*Task prompt:* The response must consist of each line in the listing that has the word "foot" in it.

··· Exercise materials

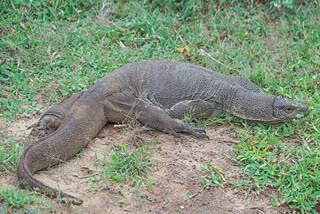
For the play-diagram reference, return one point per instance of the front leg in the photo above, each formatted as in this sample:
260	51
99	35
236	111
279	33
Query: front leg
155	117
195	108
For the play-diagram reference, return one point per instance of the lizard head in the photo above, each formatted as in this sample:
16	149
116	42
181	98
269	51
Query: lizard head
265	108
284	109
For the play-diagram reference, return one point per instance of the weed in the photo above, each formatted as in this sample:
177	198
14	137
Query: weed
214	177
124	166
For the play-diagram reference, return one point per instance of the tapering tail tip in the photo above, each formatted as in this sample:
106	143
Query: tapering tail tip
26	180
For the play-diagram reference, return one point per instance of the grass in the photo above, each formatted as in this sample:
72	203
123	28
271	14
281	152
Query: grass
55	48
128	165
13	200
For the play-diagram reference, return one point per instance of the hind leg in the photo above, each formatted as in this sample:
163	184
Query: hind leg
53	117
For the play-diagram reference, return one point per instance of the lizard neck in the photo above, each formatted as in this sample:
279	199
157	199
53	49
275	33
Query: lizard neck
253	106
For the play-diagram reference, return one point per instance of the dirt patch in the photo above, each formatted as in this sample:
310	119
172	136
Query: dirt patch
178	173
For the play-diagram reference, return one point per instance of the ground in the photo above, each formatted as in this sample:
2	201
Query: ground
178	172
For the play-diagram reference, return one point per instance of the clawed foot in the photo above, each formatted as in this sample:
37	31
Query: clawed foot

······

*Task response:*
For the play-diagram reference, return one point per instance of the clawed foot in the photo above, each formatted as in this sample:
Query: clawed foot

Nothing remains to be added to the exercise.